» **Given information**:
- - -
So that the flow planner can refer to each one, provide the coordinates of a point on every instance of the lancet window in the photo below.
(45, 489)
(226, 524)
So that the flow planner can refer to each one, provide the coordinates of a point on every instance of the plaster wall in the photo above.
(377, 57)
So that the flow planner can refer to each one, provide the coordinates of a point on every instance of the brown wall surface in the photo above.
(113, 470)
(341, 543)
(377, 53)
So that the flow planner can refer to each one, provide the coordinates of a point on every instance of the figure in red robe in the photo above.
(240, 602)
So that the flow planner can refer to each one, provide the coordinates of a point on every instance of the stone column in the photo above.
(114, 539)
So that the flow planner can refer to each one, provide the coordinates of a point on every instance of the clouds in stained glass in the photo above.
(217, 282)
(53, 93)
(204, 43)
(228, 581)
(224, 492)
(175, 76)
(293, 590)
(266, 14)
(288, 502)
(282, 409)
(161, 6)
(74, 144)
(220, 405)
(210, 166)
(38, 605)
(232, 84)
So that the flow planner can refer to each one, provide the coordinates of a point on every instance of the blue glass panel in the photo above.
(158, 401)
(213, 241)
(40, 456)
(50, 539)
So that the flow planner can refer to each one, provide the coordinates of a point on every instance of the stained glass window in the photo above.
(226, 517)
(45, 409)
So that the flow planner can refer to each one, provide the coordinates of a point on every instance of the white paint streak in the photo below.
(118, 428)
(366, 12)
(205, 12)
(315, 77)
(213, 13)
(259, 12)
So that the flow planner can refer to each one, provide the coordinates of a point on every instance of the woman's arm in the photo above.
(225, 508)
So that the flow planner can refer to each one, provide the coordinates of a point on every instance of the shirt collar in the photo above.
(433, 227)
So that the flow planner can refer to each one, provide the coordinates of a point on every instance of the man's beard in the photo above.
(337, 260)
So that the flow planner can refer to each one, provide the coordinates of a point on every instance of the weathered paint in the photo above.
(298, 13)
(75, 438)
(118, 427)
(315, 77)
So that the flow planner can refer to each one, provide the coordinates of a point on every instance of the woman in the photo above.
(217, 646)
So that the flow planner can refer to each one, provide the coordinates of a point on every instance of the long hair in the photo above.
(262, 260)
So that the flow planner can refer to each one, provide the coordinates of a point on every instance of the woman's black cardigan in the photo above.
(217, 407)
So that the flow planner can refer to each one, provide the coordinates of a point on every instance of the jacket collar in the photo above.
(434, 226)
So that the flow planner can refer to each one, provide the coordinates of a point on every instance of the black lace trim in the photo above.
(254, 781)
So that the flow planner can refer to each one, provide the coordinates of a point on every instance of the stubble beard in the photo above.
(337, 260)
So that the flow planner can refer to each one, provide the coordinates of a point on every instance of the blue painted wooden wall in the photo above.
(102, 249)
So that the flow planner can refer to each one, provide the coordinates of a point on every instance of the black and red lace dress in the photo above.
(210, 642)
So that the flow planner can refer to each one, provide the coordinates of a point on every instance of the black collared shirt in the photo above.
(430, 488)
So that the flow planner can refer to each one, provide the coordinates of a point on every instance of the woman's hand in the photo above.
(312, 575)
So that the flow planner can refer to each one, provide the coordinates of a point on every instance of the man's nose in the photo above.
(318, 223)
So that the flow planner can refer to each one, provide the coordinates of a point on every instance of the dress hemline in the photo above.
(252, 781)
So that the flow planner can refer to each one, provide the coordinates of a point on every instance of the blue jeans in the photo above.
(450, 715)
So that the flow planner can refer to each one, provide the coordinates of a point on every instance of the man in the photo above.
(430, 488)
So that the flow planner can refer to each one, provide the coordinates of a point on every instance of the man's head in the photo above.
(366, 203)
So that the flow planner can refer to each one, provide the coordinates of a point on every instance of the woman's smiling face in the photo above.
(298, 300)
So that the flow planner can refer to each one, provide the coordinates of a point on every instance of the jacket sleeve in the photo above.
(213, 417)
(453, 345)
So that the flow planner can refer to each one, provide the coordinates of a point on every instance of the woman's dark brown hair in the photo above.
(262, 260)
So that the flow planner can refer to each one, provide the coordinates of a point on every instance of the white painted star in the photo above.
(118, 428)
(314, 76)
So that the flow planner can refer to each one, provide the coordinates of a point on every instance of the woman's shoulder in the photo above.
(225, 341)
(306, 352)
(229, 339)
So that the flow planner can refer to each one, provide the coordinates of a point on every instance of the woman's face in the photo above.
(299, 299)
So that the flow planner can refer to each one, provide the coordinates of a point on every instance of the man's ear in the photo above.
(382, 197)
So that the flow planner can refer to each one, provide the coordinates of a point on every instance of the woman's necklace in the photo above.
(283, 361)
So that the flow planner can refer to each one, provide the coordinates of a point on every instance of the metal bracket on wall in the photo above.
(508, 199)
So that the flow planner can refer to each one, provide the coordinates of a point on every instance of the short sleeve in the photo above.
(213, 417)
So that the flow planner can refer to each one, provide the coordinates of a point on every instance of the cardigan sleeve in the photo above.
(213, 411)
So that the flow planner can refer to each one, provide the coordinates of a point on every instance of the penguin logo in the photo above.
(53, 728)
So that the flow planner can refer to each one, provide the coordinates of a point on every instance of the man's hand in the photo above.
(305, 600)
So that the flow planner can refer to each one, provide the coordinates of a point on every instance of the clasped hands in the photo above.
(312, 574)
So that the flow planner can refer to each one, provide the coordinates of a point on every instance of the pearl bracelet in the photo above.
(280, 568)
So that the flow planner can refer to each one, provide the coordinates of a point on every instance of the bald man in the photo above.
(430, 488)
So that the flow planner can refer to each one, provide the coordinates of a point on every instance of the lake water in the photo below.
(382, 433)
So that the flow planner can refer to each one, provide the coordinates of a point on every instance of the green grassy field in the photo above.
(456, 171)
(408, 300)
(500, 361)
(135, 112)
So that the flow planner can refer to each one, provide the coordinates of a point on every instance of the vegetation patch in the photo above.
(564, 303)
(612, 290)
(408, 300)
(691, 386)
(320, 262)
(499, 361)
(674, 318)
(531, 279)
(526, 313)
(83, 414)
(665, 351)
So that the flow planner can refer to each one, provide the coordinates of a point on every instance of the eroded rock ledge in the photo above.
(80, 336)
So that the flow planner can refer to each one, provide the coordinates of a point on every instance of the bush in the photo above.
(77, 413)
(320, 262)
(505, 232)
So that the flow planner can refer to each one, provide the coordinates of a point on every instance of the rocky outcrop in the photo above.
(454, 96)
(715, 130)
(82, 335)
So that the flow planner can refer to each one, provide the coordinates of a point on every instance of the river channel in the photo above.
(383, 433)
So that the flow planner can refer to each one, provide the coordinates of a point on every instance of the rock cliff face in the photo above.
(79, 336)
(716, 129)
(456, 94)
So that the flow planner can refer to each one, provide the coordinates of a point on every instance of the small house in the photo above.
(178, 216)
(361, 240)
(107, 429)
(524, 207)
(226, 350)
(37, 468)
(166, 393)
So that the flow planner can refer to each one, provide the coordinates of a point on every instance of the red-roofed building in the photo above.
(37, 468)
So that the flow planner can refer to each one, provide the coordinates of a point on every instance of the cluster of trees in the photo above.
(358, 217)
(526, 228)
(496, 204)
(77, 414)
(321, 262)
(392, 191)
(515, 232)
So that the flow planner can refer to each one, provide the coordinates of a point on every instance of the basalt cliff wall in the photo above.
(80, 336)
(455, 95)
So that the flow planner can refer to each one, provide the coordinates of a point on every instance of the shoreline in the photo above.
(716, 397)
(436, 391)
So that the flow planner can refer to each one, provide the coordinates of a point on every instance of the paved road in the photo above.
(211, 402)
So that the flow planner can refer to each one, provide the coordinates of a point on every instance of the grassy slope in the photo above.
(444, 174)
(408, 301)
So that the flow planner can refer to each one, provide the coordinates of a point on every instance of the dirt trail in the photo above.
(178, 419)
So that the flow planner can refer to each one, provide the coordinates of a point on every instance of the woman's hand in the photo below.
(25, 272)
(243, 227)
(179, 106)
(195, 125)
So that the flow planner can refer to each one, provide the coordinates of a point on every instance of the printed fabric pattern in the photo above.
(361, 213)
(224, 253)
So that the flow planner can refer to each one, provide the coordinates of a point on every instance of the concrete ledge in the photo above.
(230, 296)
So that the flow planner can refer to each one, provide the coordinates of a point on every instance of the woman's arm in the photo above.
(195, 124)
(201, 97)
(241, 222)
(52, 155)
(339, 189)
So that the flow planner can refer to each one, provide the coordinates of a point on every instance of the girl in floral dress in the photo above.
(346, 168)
- - -
» **What the task requires**:
With both ends included, please retype exactly the lines from the line containing "road in the photo above." to the final line of the data.

» **Expected answer**:
So that the flow planner can refer to each one, provide the coordinates of a point on every instance of the paved road in the photo above.
(211, 402)
So that the flow planner can refer to each one, provide the coordinates of a point on every instance of the grassy slope in the photo above.
(444, 174)
(408, 301)
So that the flow planner can refer to each one, provide the coordinates of a point on every instance of the dirt trail in the photo above.
(178, 419)
So that the flow planner can refer to each one, provide the coordinates of a point on every instance of the woman's hand in the photo below.
(25, 272)
(243, 227)
(179, 106)
(195, 125)
So that the flow planner can refer to each one, provide the coordinates of a point on every instance of the printed fabric pattern in the photo above.
(361, 213)
(224, 253)
So that the flow planner can refer to each one, provide the coordinates of a point on every instance of the concrete ledge in the photo above.
(230, 296)
So that the flow planner can refer to each one, provide the coordinates of a point on every instance of the woman's arm in the photo above.
(195, 124)
(201, 97)
(241, 222)
(52, 155)
(339, 189)
So that the flow planner can refer to each one, provide the coordinates of a point on every instance of the girl in floral dress in the photo above.
(346, 168)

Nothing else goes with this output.